AIM:
Quote every item below word for word, leaving out the pictures.

** Start of DATA FOR THIS EXERCISE **

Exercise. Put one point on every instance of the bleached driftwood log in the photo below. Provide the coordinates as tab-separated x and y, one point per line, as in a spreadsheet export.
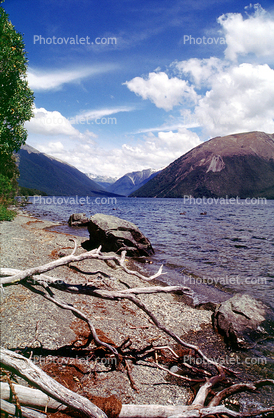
128	294
33	374
36	398
62	396
93	254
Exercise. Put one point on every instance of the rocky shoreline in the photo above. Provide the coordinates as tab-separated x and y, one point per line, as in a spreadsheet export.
31	323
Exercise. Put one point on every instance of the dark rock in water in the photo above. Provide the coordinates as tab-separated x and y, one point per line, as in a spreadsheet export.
243	320
115	234
78	219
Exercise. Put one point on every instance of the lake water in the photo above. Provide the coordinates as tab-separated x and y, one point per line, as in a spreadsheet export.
229	249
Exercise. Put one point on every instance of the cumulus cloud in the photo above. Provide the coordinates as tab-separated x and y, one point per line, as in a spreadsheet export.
254	35
154	151
99	113
227	97
240	99
53	123
200	71
50	123
164	92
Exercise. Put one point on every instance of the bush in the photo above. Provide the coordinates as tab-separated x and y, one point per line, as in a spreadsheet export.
6	214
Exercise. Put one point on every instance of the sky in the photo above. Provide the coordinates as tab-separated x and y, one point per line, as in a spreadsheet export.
127	85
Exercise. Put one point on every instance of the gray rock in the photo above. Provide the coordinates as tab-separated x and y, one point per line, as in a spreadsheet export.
242	320
115	234
78	219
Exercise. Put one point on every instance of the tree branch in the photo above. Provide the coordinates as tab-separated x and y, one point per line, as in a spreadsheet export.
36	376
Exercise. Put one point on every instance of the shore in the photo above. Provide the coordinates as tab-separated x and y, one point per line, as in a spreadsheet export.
30	322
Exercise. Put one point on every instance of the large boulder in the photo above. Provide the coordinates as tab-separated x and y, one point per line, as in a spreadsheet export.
115	234
78	219
242	320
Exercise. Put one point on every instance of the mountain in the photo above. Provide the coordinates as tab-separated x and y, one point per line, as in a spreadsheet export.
53	176
235	165
132	181
103	181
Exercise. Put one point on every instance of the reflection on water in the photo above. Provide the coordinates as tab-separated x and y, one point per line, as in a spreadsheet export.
231	247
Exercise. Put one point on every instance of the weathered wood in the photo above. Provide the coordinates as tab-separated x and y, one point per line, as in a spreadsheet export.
30	397
93	254
26	412
38	377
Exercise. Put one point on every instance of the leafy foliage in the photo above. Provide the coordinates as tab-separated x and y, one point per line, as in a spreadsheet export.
16	101
16	98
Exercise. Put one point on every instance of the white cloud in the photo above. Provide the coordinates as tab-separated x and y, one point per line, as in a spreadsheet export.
152	152
200	71
240	99
45	122
232	97
52	148
49	123
164	92
99	113
255	34
53	80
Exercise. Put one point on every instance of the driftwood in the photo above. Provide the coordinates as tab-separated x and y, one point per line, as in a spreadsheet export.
58	397
33	374
36	398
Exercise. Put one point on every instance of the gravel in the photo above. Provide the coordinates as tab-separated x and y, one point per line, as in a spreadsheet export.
29	320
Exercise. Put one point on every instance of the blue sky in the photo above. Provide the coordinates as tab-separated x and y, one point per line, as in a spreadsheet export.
128	85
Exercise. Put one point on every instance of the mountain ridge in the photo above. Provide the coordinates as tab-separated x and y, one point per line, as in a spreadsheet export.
130	182
240	165
53	176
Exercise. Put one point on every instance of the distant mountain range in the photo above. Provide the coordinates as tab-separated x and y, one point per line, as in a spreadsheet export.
54	177
234	165
131	182
103	181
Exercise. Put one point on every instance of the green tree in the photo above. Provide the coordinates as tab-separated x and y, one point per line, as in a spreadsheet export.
16	101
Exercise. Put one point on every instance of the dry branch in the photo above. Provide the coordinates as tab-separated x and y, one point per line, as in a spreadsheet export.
10	409
33	398
58	396
33	374
129	294
93	254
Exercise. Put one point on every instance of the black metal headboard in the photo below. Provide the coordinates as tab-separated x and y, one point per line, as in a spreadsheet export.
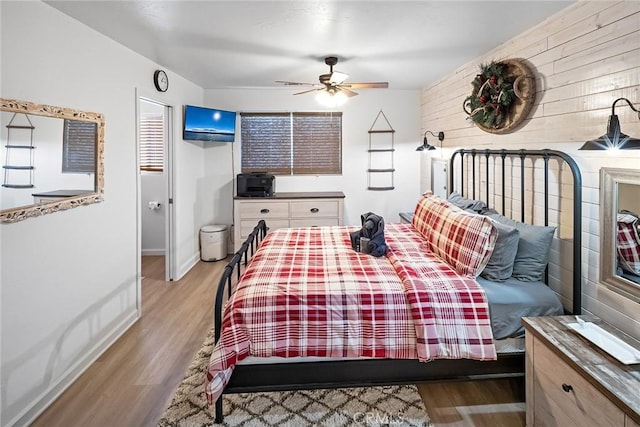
499	159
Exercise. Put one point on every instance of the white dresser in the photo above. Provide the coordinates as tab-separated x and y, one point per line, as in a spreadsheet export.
283	210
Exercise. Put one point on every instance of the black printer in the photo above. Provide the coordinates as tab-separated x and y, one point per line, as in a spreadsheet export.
256	184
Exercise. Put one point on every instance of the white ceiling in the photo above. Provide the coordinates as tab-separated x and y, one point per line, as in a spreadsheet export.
249	44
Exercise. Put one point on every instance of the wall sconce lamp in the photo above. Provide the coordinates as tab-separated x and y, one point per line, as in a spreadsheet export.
614	139
425	145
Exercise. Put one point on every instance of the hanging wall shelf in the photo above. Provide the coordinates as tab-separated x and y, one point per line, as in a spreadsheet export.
381	149
18	166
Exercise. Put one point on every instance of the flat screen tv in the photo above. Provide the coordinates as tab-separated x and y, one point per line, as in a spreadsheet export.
208	124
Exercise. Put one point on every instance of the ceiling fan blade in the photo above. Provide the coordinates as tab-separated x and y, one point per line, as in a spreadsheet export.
295	83
337	77
307	91
370	85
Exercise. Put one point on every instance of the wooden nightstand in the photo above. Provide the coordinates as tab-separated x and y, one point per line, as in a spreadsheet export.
572	382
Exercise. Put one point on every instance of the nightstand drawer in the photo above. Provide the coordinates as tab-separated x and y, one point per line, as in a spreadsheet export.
314	208
264	209
313	222
562	394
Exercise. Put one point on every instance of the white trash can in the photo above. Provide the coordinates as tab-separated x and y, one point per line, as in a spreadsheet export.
213	242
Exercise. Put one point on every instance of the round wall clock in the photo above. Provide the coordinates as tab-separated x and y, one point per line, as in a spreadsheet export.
161	80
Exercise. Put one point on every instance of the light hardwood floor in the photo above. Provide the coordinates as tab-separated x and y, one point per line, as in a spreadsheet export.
133	381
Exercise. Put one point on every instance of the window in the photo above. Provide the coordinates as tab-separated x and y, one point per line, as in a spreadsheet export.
152	142
292	143
79	147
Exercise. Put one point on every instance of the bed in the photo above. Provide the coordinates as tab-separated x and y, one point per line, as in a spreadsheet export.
261	345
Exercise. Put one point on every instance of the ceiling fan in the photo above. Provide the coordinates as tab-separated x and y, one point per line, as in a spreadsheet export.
334	82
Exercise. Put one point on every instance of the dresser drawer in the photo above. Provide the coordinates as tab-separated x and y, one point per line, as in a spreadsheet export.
314	208
312	222
247	225
562	394
264	209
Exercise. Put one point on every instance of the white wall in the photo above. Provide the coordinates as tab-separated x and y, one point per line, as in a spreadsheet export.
359	113
70	279
584	58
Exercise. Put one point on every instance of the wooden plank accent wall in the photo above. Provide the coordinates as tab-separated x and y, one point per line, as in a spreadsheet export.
584	57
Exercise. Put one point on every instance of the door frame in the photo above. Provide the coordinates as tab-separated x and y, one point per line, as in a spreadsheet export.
169	149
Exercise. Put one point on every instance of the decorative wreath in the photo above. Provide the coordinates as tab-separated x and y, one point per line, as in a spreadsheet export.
503	93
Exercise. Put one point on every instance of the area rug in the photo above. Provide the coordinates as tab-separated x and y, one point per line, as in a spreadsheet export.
368	406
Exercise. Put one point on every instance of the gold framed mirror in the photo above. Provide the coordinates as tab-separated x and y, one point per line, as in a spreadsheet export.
52	159
619	209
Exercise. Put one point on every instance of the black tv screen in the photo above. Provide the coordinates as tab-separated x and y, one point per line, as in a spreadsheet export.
208	124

** End of DATA FOR THIS EXERCISE **

ANSWER TO THE PROBLEM:
Exercise. Put one point on every instance of the bleached driftwood log in the photo below. Provide the coordinates as tab-separated x and y, one point per line, as in a spreadsheet export.
128	294
33	374
36	398
62	396
93	254
Exercise. Put one point on every instance of the rocky shoreline in the photo above. Provide the coordinates as tab-separated x and y, one point per line, as in a spreadsheet export.
31	323
Exercise. Put one point on every instance of the dark rock in water in the photo above. Provide the coordinates as tab-separated x and y, one point per line, as in a spreadsheet export.
243	320
115	234
78	219
Exercise. Put one point on every instance of the lake water in the photo above. Provide the coordinates as tab-separated x and y, one point per line, as in a spreadsheet export.
229	249
Exercise. Put one point on every instance of the cumulus cloud in the photo above. Provide the coordinates as tab-separated x and y, one point per line, as in a spreadsheet export.
254	35
154	151
99	113
227	97
240	99
53	123
200	71
50	123
164	92
Exercise. Put one point on every instance of the bush in the photo above. Provide the coordinates as tab-separated x and y, one point per line, as in a spreadsheet export.
6	214
Exercise. Put one point on every instance of the sky in the photo above. Provide the coordinates as tab-separated x and y, one point per line, as in a spreadsheet export.
127	85
Exercise. Put one point on every instance of the gray rock in the photo above. Provide the coordinates as tab-separated x and y, one point per line, as in a spreadsheet export.
242	320
115	234
78	219
Exercise. Put one point on every instance of the tree branch in the photo above. Provide the coordinates as tab-separated x and y, one point per line, as in a spreadsheet export.
36	376
Exercise. Put one point on every instance of the shore in the photo above. Provide the coordinates as tab-separated x and y, one point per line, as in a spreadsheet export.
30	322
Exercise. Put one point on every instance of the large boulder in the photo above. Provide the coordinates as tab-separated x and y, one point per line, as in a spreadsheet export.
115	234
78	219
242	320
Exercise. Put one point on every instance of the mountain in the photo above. Provide the coordinates as tab-separated x and y, one point per line, as in a spreadsheet export.
53	176
235	165
132	181
103	181
Exercise. Put one point on every instance of the reflection on water in the photo above. Provide the coordinates as tab-separated x and y, one point per line, as in a spreadsheet export.
231	247
Exercise. Put one point on every instance of the weathered wood in the photo above. Provide the coordinates as tab-separated x and y, one point per line, as in a spreadsheet export.
30	397
93	254
26	412
38	377
Exercise. Put one point on every instance of the leafy foliage in the photo above. Provide the coordinates as tab-separated x and y, one point per line, as in a spreadsheet export.
16	101
16	98
Exercise. Put one point on every instance of the white cloud in the photo above. Provide the coordinates as tab-separated x and y, one point per line, as in a spreadsheet export.
152	152
200	71
240	99
45	122
232	97
52	148
49	123
164	92
99	113
255	34
53	80
Exercise. Put one point on every instance of the driftwood in the photo above. Provide the coordinates as tab-separated x and y, one point per line, as in a spreadsheet export.
58	397
33	374
36	398
Exercise. Put one point on every instance of the gravel in the photo above. Provide the coordinates as tab-separated x and y, one point per line, as in a spreadsheet export.
29	320
Exercise. Put one point on every instance of the blue sky in the photo above. Provide the coordinates as tab-separated x and y, one point per line, as in a spreadsheet export.
128	85
Exercise. Put one point on every instance of the mountain ridge in the photo above. Provide the coordinates as tab-separated x and y, one point per line, as in a spreadsheet export.
130	182
240	165
53	176
Exercise. Put one point on every instance of the distant mountain range in the photo above. Provide the coordinates as tab-separated x and y, one point per line, as in a spreadsheet export.
54	177
234	165
131	182
103	181
Exercise. Put one point on every instance of the green tree in the photo above. Provide the coordinates as tab-separated x and y, one point per line, as in a spreadsheet export.
16	101
Exercise. Put one point on every instance of the dry branch in the photo above. Provide the coordinates as tab-separated x and y, one point per line, as in a spreadsheet export.
10	409
33	398
58	396
33	374
129	294
93	254
Exercise. Put one point on every instance of the black metal headboard in the photo below. Provide the coordinates as tab-separated x and y, one point per line, as in a spreadsheet export.
499	159
Exercise. Put one point on every instance of the white dresser in the photo above. Provide the coordinates as tab-separated x and y, one point per line, as in a spreadsheet export.
283	210
Exercise. Put one point on every instance of the black printer in the photo above. Provide the coordinates as tab-separated x and y, one point per line, as in a spreadsheet export.
256	184
Exercise. Put one point on every instance of the white ceiling in the photo above. Provide the coordinates as tab-separated x and y, one point per line, as in a spreadsheet export.
249	44
Exercise. Put one point on every instance of the wall sconce lamp in the photo above. Provide the coordinates as tab-separated x and y, one point per line, as in a spreadsheet export.
614	139
425	145
Exercise. Put one point on every instance of the hanging wall shelf in the photo above. Provide the coordinates as tab-separated x and y, one point per line, as in a spreadsheet export.
381	149
18	166
Exercise. Put one point on every instance of the flat screen tv in the photo above. Provide the coordinates as tab-separated x and y, one point per line, as in a spreadsheet export.
208	124
Exercise. Put one point on every instance of the ceiling fan blade in the photo above. Provide the coordinates as tab-separated x and y, one point per line, as in a spreadsheet export.
295	83
337	77
307	91
370	85
Exercise. Put one point on every instance of the wooden nightstand in the photo above. Provide the coordinates as tab-separated x and y, one point per line, as in a spreadsheet export.
572	382
Exercise. Put one point on every instance of the nightstand drawer in the photo above. Provide the coordinates as tab-separated x and y, one point per line, as in a spreadsheet export.
314	208
264	209
313	222
562	394
Exercise. Put one point on every instance of the white trash can in the photo above. Provide the coordinates as tab-separated x and y, one point per line, as in a spreadsheet export.
213	242
Exercise. Put one point on every instance of the round wall clock in the photo above. Provide the coordinates as tab-separated x and y, one point per line, as in a spreadsheet export.
161	80
Exercise. Put one point on every instance of the light hardwood floor in the photo above. Provide the coordinates as tab-separated x and y, one point per line, as in a spreadsheet export.
133	381
Exercise. Put one point on every instance of the window in the photo above. Provide the coordinates as tab-separated x and y, one point per line, as in a spreadsheet export.
152	142
292	143
79	147
Exercise. Put one point on every instance of the bed in the photo above. Provide the coordinates as tab-separated x and y, one point per line, as in a spreadsheet export.
261	345
Exercise. Put one point on every instance of the ceiling fan in the photo above. Provide the coordinates as tab-separated x and y, one point per line, as in a spreadsheet export.
334	82
Exercise. Put one point on every instance of the dresser drawer in the photo above. Provide the coordinates as tab-separated x and y, one point per line, as in a spreadsheet export.
314	208
312	222
247	225
562	394
264	209
Exercise. Put one point on every instance of the white wall in the photo above. Provide the coordinates as tab-separated x and y, one point per line, as in a spreadsheet export.
359	113
70	279
584	58
Exercise. Put one point on every instance of the wooden plank accent wall in the photo above. Provide the coordinates as tab-separated x and y, one point per line, as in a spreadsheet export.
584	57
Exercise. Put one point on every instance of the door frame in the photo above. Provide the coordinates as tab-separated x and y, one point per line, as in a spreadsheet export.
169	149
Exercise. Put one point on every instance of the decorative wreath in the photo above. Provide the coordinates as tab-separated x and y, one point per line, as in a spreadsheet export.
503	93
Exercise. Put one point on every instance of the area rug in the photo above. Provide the coordinates as tab-separated x and y, one point per line, as in a spreadsheet export.
368	406
Exercise. Put one point on every instance of the gold framed mirror in the photo above. Provide the coordinates as tab-separated x and y, one point per line, as in a spreadsheet export.
52	159
619	209
Exercise. Put one point on every instance of the black tv screen in the photo above. Provide the coordinates as tab-separated x and y, one point per line, as in a spreadsheet export.
208	124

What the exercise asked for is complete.